TEXT SECTION:
FATCA Is Closing In..
The level of concern among Americans seems to be growing as the FATCA implementation deadline draws closer and more people are becoming more aware of the implications and possible consequences of this absurd legislation.
The first consequence has to do with the 30% withholding when wiring funds to a non-U.S. bank that isn’t compliant with the new IRS rules. At first, I think most people dismissed this pending situation when they heard of it, if they heard of it, thinking it was something that would affect “the rich.” But that’s not the reality. The reality is that the retired police officer looking to buy his dream home on the beach in Nicaragua, say, or Belize will get hit with the 30% withholding if he sends the funds to purchase that house to a non-compliant bank. The reality could even be that a schoolteacher, to take another example, having saved for years for a once-in-a-lifetime vacation in Europe might have to save 30% more than planned to allow for the 30% withholding every time he (or she) withdraws money from an ATM while traveling on the Continent if that ATM is owned by a non-compliant bank.
The truth is, no one is sure at this point of all the practical implications. But we all need to understand that they definitely will not be restricted to the rich.

DATA LISTING:
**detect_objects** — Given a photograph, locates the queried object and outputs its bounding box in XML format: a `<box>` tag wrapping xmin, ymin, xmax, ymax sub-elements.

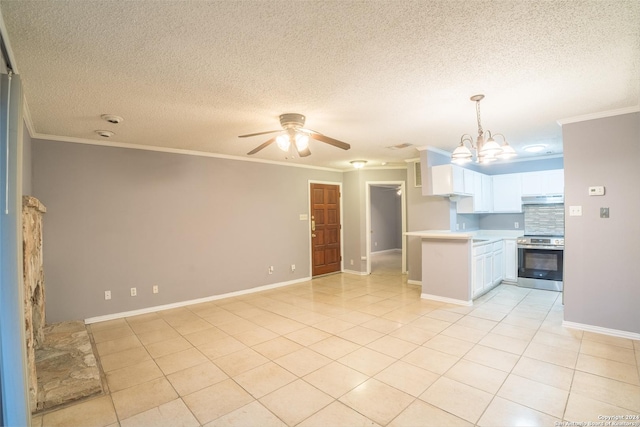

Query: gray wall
<box><xmin>562</xmin><ymin>113</ymin><xmax>640</xmax><ymax>333</ymax></box>
<box><xmin>0</xmin><ymin>74</ymin><xmax>30</xmax><ymax>426</ymax></box>
<box><xmin>22</xmin><ymin>125</ymin><xmax>33</xmax><ymax>196</ymax></box>
<box><xmin>370</xmin><ymin>186</ymin><xmax>402</xmax><ymax>252</ymax></box>
<box><xmin>32</xmin><ymin>139</ymin><xmax>344</xmax><ymax>322</ymax></box>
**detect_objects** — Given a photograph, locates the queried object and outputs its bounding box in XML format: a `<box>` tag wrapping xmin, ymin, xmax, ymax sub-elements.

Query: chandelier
<box><xmin>451</xmin><ymin>95</ymin><xmax>517</xmax><ymax>164</ymax></box>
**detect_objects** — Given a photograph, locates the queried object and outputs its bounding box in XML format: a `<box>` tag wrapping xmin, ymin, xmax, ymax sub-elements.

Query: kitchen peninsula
<box><xmin>405</xmin><ymin>230</ymin><xmax>522</xmax><ymax>305</ymax></box>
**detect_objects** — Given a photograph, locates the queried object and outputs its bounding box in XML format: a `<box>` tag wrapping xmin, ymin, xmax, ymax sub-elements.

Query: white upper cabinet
<box><xmin>520</xmin><ymin>169</ymin><xmax>564</xmax><ymax>196</ymax></box>
<box><xmin>422</xmin><ymin>164</ymin><xmax>564</xmax><ymax>214</ymax></box>
<box><xmin>422</xmin><ymin>164</ymin><xmax>473</xmax><ymax>196</ymax></box>
<box><xmin>456</xmin><ymin>169</ymin><xmax>492</xmax><ymax>213</ymax></box>
<box><xmin>491</xmin><ymin>173</ymin><xmax>522</xmax><ymax>212</ymax></box>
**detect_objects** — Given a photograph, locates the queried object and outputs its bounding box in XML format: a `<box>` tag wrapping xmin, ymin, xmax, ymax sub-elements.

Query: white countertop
<box><xmin>404</xmin><ymin>230</ymin><xmax>524</xmax><ymax>244</ymax></box>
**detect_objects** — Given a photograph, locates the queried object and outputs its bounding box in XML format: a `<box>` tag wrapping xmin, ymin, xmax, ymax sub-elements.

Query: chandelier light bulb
<box><xmin>451</xmin><ymin>95</ymin><xmax>517</xmax><ymax>164</ymax></box>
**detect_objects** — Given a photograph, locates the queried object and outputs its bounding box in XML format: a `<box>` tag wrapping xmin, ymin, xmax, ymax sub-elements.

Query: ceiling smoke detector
<box><xmin>100</xmin><ymin>114</ymin><xmax>124</xmax><ymax>125</ymax></box>
<box><xmin>94</xmin><ymin>130</ymin><xmax>115</xmax><ymax>138</ymax></box>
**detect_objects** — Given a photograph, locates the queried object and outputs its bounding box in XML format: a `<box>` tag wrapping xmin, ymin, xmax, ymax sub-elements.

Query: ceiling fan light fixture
<box><xmin>276</xmin><ymin>135</ymin><xmax>291</xmax><ymax>152</ymax></box>
<box><xmin>351</xmin><ymin>160</ymin><xmax>367</xmax><ymax>169</ymax></box>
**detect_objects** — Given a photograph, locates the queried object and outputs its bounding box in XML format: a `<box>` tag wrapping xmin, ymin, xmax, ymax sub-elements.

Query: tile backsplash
<box><xmin>524</xmin><ymin>204</ymin><xmax>564</xmax><ymax>236</ymax></box>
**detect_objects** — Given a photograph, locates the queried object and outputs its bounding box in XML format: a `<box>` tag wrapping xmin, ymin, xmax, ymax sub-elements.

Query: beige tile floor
<box><xmin>33</xmin><ymin>255</ymin><xmax>640</xmax><ymax>427</ymax></box>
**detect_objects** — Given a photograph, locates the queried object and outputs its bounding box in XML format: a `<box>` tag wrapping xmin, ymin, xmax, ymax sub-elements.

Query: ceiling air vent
<box><xmin>387</xmin><ymin>142</ymin><xmax>413</xmax><ymax>150</ymax></box>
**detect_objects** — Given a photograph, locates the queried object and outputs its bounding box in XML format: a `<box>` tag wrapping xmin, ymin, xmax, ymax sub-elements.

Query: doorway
<box><xmin>365</xmin><ymin>181</ymin><xmax>407</xmax><ymax>274</ymax></box>
<box><xmin>309</xmin><ymin>182</ymin><xmax>342</xmax><ymax>277</ymax></box>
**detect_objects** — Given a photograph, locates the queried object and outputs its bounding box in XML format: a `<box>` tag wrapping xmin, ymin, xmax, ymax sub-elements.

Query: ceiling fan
<box><xmin>238</xmin><ymin>113</ymin><xmax>351</xmax><ymax>157</ymax></box>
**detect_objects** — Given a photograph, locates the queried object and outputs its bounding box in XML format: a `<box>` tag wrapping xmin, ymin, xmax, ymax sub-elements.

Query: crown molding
<box><xmin>27</xmin><ymin>134</ymin><xmax>345</xmax><ymax>173</ymax></box>
<box><xmin>557</xmin><ymin>105</ymin><xmax>640</xmax><ymax>126</ymax></box>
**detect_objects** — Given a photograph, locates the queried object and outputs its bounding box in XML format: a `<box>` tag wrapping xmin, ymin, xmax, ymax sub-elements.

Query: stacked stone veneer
<box><xmin>22</xmin><ymin>196</ymin><xmax>47</xmax><ymax>411</ymax></box>
<box><xmin>524</xmin><ymin>204</ymin><xmax>564</xmax><ymax>236</ymax></box>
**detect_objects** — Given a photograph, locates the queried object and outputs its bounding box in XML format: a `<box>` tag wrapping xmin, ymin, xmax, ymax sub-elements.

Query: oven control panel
<box><xmin>517</xmin><ymin>236</ymin><xmax>564</xmax><ymax>246</ymax></box>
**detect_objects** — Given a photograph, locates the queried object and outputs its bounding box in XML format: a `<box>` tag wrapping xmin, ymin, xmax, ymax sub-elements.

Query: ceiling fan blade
<box><xmin>293</xmin><ymin>144</ymin><xmax>311</xmax><ymax>157</ymax></box>
<box><xmin>309</xmin><ymin>133</ymin><xmax>351</xmax><ymax>150</ymax></box>
<box><xmin>238</xmin><ymin>129</ymin><xmax>282</xmax><ymax>138</ymax></box>
<box><xmin>247</xmin><ymin>138</ymin><xmax>276</xmax><ymax>156</ymax></box>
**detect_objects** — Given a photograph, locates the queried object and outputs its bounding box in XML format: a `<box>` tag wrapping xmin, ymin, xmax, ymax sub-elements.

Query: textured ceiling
<box><xmin>0</xmin><ymin>0</ymin><xmax>640</xmax><ymax>168</ymax></box>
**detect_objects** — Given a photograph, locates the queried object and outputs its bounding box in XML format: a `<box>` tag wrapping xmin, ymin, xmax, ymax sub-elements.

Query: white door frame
<box><xmin>307</xmin><ymin>179</ymin><xmax>344</xmax><ymax>279</ymax></box>
<box><xmin>364</xmin><ymin>181</ymin><xmax>407</xmax><ymax>274</ymax></box>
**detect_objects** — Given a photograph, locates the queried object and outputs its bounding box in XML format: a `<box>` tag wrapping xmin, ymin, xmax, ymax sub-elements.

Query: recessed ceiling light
<box><xmin>351</xmin><ymin>160</ymin><xmax>367</xmax><ymax>169</ymax></box>
<box><xmin>100</xmin><ymin>114</ymin><xmax>124</xmax><ymax>125</ymax></box>
<box><xmin>94</xmin><ymin>130</ymin><xmax>115</xmax><ymax>138</ymax></box>
<box><xmin>524</xmin><ymin>144</ymin><xmax>547</xmax><ymax>153</ymax></box>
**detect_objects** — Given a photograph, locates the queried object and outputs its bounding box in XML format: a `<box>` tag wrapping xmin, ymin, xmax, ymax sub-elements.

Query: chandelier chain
<box><xmin>476</xmin><ymin>100</ymin><xmax>484</xmax><ymax>135</ymax></box>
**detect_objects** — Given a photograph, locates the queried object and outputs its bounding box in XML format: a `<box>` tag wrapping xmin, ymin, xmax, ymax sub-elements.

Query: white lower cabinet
<box><xmin>471</xmin><ymin>241</ymin><xmax>504</xmax><ymax>296</ymax></box>
<box><xmin>492</xmin><ymin>241</ymin><xmax>504</xmax><ymax>284</ymax></box>
<box><xmin>504</xmin><ymin>239</ymin><xmax>518</xmax><ymax>283</ymax></box>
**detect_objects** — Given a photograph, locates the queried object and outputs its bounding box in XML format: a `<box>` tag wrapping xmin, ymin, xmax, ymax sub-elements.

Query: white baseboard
<box><xmin>562</xmin><ymin>320</ymin><xmax>640</xmax><ymax>340</ymax></box>
<box><xmin>420</xmin><ymin>294</ymin><xmax>473</xmax><ymax>306</ymax></box>
<box><xmin>84</xmin><ymin>277</ymin><xmax>311</xmax><ymax>325</ymax></box>
<box><xmin>342</xmin><ymin>270</ymin><xmax>368</xmax><ymax>276</ymax></box>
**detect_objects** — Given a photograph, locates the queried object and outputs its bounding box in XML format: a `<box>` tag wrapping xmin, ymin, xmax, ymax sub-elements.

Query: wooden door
<box><xmin>310</xmin><ymin>184</ymin><xmax>342</xmax><ymax>276</ymax></box>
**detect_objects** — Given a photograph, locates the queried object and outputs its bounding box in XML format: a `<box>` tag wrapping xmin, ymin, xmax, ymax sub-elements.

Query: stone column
<box><xmin>22</xmin><ymin>196</ymin><xmax>47</xmax><ymax>412</ymax></box>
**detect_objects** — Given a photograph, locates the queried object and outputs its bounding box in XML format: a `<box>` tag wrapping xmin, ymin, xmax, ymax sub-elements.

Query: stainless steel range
<box><xmin>517</xmin><ymin>236</ymin><xmax>564</xmax><ymax>292</ymax></box>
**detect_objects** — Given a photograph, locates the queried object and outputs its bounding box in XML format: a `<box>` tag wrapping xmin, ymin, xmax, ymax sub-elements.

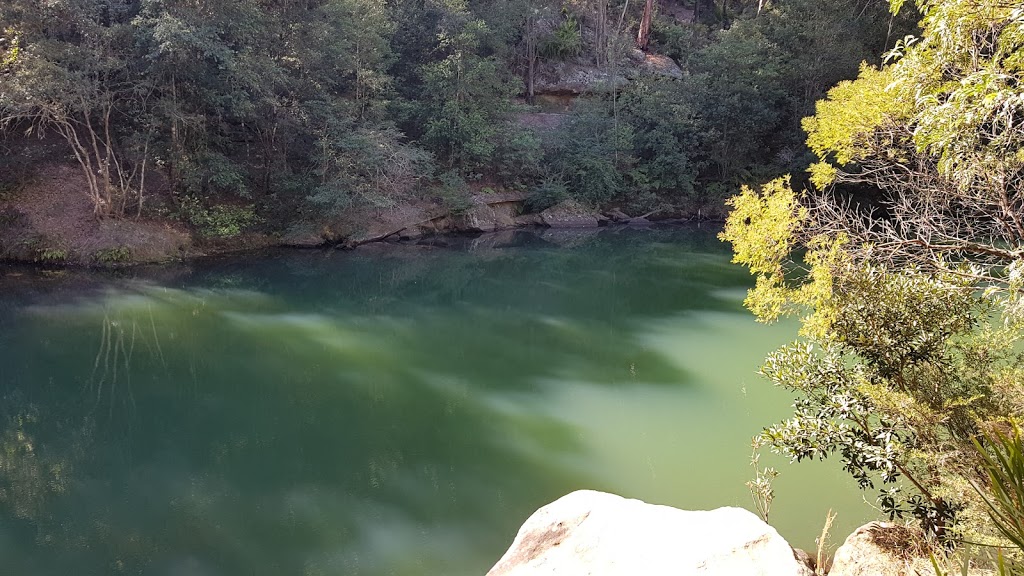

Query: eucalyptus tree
<box><xmin>0</xmin><ymin>0</ymin><xmax>156</xmax><ymax>216</ymax></box>
<box><xmin>723</xmin><ymin>0</ymin><xmax>1024</xmax><ymax>540</ymax></box>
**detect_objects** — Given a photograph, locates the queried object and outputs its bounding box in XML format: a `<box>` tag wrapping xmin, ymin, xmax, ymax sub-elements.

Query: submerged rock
<box><xmin>487</xmin><ymin>491</ymin><xmax>812</xmax><ymax>576</ymax></box>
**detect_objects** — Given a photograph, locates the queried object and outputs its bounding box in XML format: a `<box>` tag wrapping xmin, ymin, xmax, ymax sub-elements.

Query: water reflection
<box><xmin>0</xmin><ymin>230</ymin><xmax>872</xmax><ymax>575</ymax></box>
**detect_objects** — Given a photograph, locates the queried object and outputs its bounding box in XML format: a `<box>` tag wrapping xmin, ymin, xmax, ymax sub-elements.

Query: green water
<box><xmin>0</xmin><ymin>228</ymin><xmax>872</xmax><ymax>576</ymax></box>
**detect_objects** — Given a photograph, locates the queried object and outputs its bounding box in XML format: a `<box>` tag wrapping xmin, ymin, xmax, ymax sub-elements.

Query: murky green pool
<box><xmin>0</xmin><ymin>228</ymin><xmax>872</xmax><ymax>576</ymax></box>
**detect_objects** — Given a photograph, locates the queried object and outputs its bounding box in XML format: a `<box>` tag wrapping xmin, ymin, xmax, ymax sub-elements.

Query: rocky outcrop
<box><xmin>828</xmin><ymin>522</ymin><xmax>935</xmax><ymax>576</ymax></box>
<box><xmin>534</xmin><ymin>50</ymin><xmax>683</xmax><ymax>95</ymax></box>
<box><xmin>540</xmin><ymin>200</ymin><xmax>607</xmax><ymax>228</ymax></box>
<box><xmin>487</xmin><ymin>491</ymin><xmax>812</xmax><ymax>576</ymax></box>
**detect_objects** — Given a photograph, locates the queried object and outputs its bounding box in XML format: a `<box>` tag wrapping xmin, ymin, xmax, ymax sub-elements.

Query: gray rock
<box><xmin>828</xmin><ymin>522</ymin><xmax>935</xmax><ymax>576</ymax></box>
<box><xmin>487</xmin><ymin>491</ymin><xmax>812</xmax><ymax>576</ymax></box>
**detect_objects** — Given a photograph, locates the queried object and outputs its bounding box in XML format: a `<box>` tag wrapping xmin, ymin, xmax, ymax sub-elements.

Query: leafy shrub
<box><xmin>525</xmin><ymin>178</ymin><xmax>569</xmax><ymax>212</ymax></box>
<box><xmin>36</xmin><ymin>246</ymin><xmax>70</xmax><ymax>263</ymax></box>
<box><xmin>178</xmin><ymin>196</ymin><xmax>259</xmax><ymax>238</ymax></box>
<box><xmin>539</xmin><ymin>15</ymin><xmax>583</xmax><ymax>59</ymax></box>
<box><xmin>92</xmin><ymin>246</ymin><xmax>131</xmax><ymax>265</ymax></box>
<box><xmin>434</xmin><ymin>170</ymin><xmax>473</xmax><ymax>214</ymax></box>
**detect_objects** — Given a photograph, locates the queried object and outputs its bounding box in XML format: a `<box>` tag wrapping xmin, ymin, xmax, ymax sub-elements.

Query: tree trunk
<box><xmin>637</xmin><ymin>0</ymin><xmax>654</xmax><ymax>52</ymax></box>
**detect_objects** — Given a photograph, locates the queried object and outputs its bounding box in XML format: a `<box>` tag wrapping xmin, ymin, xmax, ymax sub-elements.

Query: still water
<box><xmin>0</xmin><ymin>228</ymin><xmax>873</xmax><ymax>576</ymax></box>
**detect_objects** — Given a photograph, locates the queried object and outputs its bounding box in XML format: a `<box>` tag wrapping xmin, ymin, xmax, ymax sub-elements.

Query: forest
<box><xmin>0</xmin><ymin>0</ymin><xmax>916</xmax><ymax>237</ymax></box>
<box><xmin>6</xmin><ymin>0</ymin><xmax>1024</xmax><ymax>574</ymax></box>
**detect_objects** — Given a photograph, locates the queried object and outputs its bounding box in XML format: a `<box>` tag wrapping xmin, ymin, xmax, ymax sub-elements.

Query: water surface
<box><xmin>0</xmin><ymin>228</ymin><xmax>872</xmax><ymax>576</ymax></box>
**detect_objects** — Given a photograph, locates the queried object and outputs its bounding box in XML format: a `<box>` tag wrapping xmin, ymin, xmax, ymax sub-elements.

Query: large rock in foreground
<box><xmin>487</xmin><ymin>491</ymin><xmax>812</xmax><ymax>576</ymax></box>
<box><xmin>828</xmin><ymin>522</ymin><xmax>933</xmax><ymax>576</ymax></box>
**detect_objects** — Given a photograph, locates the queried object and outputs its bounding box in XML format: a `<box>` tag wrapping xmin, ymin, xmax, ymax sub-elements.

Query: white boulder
<box><xmin>487</xmin><ymin>491</ymin><xmax>812</xmax><ymax>576</ymax></box>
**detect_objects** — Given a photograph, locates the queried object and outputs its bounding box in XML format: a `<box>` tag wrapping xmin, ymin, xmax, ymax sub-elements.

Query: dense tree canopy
<box><xmin>0</xmin><ymin>0</ymin><xmax>911</xmax><ymax>229</ymax></box>
<box><xmin>723</xmin><ymin>0</ymin><xmax>1024</xmax><ymax>541</ymax></box>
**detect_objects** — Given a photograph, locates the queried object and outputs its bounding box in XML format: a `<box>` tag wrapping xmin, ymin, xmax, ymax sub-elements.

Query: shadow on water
<box><xmin>0</xmin><ymin>229</ymin><xmax>868</xmax><ymax>575</ymax></box>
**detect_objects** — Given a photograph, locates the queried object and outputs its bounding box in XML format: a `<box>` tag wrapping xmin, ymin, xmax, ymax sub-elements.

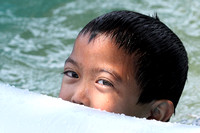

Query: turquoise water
<box><xmin>0</xmin><ymin>0</ymin><xmax>200</xmax><ymax>124</ymax></box>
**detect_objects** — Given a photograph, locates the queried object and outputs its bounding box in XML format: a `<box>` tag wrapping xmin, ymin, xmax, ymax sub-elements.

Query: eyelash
<box><xmin>62</xmin><ymin>70</ymin><xmax>79</xmax><ymax>78</ymax></box>
<box><xmin>62</xmin><ymin>70</ymin><xmax>114</xmax><ymax>87</ymax></box>
<box><xmin>97</xmin><ymin>79</ymin><xmax>114</xmax><ymax>87</ymax></box>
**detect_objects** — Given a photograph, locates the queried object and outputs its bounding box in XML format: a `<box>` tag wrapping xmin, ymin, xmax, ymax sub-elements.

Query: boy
<box><xmin>59</xmin><ymin>11</ymin><xmax>188</xmax><ymax>121</ymax></box>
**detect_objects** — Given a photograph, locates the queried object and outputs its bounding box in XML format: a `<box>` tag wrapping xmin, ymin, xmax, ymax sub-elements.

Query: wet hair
<box><xmin>79</xmin><ymin>11</ymin><xmax>188</xmax><ymax>107</ymax></box>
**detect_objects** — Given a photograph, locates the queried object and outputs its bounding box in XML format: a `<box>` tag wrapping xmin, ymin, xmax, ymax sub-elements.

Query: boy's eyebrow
<box><xmin>99</xmin><ymin>69</ymin><xmax>122</xmax><ymax>82</ymax></box>
<box><xmin>65</xmin><ymin>57</ymin><xmax>78</xmax><ymax>66</ymax></box>
<box><xmin>65</xmin><ymin>57</ymin><xmax>122</xmax><ymax>82</ymax></box>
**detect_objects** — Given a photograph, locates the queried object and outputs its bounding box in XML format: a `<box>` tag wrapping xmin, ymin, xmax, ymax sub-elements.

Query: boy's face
<box><xmin>59</xmin><ymin>34</ymin><xmax>150</xmax><ymax>117</ymax></box>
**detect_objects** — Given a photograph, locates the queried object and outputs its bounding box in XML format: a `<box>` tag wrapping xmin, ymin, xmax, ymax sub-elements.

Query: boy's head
<box><xmin>60</xmin><ymin>11</ymin><xmax>188</xmax><ymax>121</ymax></box>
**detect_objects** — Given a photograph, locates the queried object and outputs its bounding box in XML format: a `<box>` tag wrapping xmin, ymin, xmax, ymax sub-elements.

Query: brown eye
<box><xmin>97</xmin><ymin>79</ymin><xmax>113</xmax><ymax>87</ymax></box>
<box><xmin>63</xmin><ymin>71</ymin><xmax>79</xmax><ymax>78</ymax></box>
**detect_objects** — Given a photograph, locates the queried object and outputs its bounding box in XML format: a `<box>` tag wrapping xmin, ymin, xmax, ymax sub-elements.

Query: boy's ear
<box><xmin>148</xmin><ymin>100</ymin><xmax>174</xmax><ymax>121</ymax></box>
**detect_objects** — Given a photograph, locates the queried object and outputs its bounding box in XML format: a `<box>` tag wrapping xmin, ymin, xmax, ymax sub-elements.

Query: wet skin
<box><xmin>59</xmin><ymin>34</ymin><xmax>150</xmax><ymax>118</ymax></box>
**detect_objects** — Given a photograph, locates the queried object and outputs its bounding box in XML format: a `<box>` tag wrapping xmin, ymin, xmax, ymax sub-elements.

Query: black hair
<box><xmin>79</xmin><ymin>11</ymin><xmax>188</xmax><ymax>107</ymax></box>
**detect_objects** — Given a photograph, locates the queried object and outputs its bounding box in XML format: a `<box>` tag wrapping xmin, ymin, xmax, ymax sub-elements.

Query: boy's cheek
<box><xmin>59</xmin><ymin>83</ymin><xmax>73</xmax><ymax>101</ymax></box>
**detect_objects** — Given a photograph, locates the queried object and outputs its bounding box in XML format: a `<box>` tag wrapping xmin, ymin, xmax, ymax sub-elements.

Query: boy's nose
<box><xmin>71</xmin><ymin>88</ymin><xmax>89</xmax><ymax>106</ymax></box>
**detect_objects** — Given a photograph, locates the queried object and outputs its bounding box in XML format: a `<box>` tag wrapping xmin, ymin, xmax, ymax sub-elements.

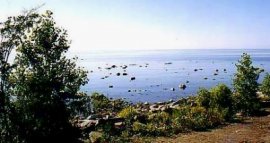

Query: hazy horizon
<box><xmin>0</xmin><ymin>0</ymin><xmax>270</xmax><ymax>52</ymax></box>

AIM:
Quote the FATCA article in full, word for word. Work from the FATCA article alone.

RESULT OF THE TASK:
FATCA Is Closing In..
The level of concern among Americans seems to be growing as the FATCA implementation deadline draws closer and more people are becoming more aware of the implications and possible consequences of this absurd legislation.
The first consequence has to do with the 30% withholding when wiring funds to a non-U.S. bank that isn’t compliant with the new IRS rules. At first, I think most people dismissed this pending situation when they heard of it, if they heard of it, thinking it was something that would affect “the rich.” But that’s not the reality. The reality is that the retired police officer looking to buy his dream home on the beach in Nicaragua, say, or Belize will get hit with the 30% withholding if he sends the funds to purchase that house to a non-compliant bank. The reality could even be that a schoolteacher, to take another example, having saved for years for a once-in-a-lifetime vacation in Europe might have to save 30% more than planned to allow for the 30% withholding every time he (or she) withdraws money from an ATM while traveling on the Continent if that ATM is owned by a non-compliant bank.
The truth is, no one is sure at this point of all the practical implications. But we all need to understand that they definitely will not be restricted to the rich.